*** Opening of Dataset extract ***

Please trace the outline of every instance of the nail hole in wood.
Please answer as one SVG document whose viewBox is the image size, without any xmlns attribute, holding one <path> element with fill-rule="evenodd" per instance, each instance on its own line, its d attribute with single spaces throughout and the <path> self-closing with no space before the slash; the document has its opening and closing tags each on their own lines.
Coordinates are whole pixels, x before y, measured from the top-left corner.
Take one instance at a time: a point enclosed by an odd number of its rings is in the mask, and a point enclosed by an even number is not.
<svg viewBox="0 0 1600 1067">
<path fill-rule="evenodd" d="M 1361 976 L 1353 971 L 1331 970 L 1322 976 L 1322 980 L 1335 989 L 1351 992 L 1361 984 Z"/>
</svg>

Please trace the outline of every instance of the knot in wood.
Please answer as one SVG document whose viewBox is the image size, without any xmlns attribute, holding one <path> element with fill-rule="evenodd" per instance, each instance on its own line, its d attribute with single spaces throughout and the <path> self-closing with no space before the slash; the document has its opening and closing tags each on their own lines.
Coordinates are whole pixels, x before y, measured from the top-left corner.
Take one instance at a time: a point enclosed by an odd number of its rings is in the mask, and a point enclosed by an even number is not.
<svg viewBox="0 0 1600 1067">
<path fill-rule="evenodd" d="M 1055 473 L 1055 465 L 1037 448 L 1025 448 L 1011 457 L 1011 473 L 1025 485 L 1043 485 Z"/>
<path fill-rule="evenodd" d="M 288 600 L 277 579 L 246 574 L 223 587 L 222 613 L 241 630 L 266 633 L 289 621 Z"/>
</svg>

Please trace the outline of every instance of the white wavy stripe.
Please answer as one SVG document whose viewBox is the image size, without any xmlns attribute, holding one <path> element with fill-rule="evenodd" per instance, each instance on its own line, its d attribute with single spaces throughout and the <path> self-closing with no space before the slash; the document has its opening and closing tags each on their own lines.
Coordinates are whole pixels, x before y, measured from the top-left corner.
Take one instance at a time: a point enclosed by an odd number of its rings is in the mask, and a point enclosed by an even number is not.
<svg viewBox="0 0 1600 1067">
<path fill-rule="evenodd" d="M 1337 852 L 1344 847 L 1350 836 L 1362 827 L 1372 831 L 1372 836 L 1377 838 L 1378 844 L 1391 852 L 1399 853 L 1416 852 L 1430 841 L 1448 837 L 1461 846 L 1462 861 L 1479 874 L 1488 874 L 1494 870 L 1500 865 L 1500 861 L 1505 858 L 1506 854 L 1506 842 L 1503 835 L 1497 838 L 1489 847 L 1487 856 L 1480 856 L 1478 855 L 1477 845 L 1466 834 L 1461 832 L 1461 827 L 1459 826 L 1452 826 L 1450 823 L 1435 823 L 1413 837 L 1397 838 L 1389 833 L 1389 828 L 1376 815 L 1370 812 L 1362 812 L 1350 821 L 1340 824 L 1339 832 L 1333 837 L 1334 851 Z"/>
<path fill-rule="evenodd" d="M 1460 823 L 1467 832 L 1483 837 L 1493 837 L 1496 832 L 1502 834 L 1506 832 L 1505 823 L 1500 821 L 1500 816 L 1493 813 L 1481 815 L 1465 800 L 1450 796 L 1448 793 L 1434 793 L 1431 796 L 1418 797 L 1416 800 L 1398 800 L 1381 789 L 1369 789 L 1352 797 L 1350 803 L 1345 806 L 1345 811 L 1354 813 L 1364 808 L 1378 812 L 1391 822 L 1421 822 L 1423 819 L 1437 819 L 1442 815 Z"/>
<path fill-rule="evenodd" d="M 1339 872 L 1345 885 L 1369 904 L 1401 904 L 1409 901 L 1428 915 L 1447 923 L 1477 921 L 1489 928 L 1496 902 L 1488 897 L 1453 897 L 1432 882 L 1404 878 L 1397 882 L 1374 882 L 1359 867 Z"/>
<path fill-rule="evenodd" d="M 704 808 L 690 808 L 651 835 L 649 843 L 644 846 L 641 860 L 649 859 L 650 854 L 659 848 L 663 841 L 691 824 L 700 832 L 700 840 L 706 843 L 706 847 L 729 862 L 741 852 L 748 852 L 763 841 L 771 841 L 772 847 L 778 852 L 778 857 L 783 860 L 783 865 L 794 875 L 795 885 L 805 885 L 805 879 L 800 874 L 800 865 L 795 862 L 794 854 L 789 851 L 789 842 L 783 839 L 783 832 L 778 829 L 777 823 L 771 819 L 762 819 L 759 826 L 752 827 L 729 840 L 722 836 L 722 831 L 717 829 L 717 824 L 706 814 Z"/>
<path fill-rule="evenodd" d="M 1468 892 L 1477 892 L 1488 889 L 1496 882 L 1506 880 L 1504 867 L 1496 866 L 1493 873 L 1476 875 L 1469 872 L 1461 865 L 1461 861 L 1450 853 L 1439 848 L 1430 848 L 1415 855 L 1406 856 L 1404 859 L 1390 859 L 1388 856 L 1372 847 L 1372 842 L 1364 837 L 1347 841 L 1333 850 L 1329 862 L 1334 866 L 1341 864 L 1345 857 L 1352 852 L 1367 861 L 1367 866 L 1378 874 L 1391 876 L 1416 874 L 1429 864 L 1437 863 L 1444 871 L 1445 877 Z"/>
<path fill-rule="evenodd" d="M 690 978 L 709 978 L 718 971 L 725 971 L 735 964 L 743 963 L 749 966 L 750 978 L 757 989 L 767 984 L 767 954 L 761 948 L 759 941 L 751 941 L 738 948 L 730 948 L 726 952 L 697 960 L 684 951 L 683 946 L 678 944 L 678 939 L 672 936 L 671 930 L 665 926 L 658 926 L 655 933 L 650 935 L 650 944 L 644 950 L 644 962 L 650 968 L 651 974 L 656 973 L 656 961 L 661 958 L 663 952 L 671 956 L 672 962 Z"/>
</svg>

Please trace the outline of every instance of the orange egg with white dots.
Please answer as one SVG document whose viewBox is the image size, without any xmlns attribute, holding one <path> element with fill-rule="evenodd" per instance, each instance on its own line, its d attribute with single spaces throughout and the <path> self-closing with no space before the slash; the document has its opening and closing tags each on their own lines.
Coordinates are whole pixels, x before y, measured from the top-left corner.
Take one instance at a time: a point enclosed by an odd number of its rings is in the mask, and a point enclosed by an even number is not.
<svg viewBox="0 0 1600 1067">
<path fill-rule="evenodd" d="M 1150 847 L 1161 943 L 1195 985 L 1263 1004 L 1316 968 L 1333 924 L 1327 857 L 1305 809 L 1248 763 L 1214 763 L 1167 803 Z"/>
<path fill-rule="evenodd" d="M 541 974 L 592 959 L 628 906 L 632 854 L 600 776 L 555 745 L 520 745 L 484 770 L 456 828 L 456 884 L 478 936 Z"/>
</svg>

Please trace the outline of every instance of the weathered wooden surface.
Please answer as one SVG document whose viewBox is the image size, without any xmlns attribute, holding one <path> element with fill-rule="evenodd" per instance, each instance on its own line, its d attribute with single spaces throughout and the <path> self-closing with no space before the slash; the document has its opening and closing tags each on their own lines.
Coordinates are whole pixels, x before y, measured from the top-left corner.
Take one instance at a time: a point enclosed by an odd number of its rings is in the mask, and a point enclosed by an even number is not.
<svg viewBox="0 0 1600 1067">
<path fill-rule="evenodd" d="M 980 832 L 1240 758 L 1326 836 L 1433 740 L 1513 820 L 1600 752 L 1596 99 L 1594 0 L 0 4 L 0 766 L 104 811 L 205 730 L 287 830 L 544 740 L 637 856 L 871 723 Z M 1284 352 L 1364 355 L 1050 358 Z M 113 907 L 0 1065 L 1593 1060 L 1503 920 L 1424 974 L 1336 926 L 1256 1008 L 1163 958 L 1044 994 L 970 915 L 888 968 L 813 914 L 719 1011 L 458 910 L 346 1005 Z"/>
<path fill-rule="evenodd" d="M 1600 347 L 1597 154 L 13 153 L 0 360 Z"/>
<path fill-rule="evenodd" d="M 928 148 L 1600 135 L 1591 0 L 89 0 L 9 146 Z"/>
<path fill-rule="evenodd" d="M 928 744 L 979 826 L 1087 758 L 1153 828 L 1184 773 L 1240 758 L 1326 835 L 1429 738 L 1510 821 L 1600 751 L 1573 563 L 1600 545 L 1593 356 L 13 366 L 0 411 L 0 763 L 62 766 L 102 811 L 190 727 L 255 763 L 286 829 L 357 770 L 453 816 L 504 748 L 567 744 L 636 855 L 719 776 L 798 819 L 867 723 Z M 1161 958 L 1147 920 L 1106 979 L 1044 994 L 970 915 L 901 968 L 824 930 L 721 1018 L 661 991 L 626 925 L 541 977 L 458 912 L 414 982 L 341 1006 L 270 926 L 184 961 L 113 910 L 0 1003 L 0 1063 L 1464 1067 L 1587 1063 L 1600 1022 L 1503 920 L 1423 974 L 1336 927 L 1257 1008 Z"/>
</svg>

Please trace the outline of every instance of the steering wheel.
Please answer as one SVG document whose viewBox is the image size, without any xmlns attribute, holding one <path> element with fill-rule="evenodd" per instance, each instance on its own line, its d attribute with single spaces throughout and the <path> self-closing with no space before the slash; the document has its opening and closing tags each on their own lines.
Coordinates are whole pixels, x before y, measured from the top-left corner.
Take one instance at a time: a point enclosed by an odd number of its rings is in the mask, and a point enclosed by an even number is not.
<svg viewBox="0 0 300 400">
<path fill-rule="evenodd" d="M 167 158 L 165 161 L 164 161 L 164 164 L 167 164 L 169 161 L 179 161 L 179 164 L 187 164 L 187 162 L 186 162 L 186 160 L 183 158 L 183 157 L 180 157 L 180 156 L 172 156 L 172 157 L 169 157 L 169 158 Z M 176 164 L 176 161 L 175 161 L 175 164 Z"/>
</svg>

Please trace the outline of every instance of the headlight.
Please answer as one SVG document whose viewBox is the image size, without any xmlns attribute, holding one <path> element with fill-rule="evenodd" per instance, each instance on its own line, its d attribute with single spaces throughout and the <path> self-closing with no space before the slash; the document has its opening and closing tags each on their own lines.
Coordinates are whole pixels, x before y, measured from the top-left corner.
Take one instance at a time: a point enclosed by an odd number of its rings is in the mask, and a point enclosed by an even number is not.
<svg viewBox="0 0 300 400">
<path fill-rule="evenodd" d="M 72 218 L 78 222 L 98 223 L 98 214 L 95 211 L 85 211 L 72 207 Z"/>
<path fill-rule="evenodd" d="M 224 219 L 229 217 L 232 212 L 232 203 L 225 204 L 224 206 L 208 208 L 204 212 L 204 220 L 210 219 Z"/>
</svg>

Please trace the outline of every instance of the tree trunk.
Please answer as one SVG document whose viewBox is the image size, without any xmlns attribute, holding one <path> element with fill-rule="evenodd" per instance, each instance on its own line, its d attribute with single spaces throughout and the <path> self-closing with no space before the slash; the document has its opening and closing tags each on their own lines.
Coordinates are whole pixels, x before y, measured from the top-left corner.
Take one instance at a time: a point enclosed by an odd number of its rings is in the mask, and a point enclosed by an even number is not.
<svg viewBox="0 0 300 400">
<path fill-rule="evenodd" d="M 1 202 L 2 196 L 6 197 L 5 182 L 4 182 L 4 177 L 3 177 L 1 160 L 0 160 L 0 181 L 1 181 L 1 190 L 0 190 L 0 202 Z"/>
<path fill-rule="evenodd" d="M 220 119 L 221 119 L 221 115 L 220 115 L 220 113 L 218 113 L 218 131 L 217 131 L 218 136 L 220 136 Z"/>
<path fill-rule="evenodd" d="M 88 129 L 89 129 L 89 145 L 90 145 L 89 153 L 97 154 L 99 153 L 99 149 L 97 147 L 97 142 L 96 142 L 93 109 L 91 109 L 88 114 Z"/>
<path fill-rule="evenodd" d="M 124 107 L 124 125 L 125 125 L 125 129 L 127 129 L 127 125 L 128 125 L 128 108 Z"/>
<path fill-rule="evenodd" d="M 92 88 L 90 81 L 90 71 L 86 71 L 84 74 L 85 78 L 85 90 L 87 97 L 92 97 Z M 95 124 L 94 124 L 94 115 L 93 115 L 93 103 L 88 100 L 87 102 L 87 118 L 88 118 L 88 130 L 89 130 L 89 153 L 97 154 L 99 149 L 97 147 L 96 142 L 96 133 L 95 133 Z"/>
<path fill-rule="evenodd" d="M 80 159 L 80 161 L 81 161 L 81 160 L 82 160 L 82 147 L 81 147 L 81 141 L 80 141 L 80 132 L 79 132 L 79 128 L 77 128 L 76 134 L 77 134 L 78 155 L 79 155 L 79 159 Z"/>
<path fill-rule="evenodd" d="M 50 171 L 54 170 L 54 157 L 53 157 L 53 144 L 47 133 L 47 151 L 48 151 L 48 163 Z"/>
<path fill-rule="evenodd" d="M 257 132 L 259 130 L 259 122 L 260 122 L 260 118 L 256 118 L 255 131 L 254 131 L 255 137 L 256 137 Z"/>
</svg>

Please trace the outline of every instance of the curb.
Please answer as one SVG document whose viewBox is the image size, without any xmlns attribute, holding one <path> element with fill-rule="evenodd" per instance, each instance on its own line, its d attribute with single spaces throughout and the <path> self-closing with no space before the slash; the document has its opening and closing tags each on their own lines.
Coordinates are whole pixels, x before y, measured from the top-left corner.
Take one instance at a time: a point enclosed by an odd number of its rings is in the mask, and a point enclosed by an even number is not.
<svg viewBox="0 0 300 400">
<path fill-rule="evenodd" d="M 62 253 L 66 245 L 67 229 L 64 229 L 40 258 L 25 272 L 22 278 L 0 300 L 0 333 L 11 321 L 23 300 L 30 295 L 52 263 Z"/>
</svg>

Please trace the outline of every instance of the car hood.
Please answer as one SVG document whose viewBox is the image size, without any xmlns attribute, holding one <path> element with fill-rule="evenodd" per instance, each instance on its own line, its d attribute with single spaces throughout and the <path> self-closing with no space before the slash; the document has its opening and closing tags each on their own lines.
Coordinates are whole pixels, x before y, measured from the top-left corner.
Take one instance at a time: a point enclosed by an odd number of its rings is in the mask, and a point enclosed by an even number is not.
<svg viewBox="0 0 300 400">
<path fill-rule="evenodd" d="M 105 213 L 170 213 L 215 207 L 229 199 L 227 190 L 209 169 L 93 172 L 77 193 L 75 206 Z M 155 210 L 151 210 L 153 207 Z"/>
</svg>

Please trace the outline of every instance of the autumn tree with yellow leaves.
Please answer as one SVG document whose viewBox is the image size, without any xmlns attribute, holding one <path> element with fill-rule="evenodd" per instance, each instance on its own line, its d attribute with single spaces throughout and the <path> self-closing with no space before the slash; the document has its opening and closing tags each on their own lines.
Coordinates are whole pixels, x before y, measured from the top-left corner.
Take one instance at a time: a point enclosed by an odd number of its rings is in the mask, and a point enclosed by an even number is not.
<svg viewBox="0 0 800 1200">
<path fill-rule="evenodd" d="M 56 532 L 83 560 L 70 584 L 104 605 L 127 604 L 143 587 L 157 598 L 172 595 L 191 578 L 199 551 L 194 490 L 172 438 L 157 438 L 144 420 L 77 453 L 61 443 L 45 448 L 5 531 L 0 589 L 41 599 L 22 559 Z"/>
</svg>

*** Close of Dataset extract ***

● Work to complete
Search the listing above for "outline" and copy every line that has it.

● Finished task
Please trace the outline of every instance of the nail hole in wood.
Please trace the outline of every instance of the knot in wood.
Please trace the outline of every instance of the white wavy stripe.
Please trace the outline of every instance of the orange egg with white dots.
Please trace the outline of every instance of the weathered wooden surface.
Please trace the outline of every instance of the steering wheel.
Please trace the outline of every instance of the headlight.
Please trace the outline of every instance of the tree trunk.
Please trace the outline of every instance of the curb.
Please trace the outline of every instance of the car hood.
Please trace the outline of every instance of the autumn tree with yellow leaves.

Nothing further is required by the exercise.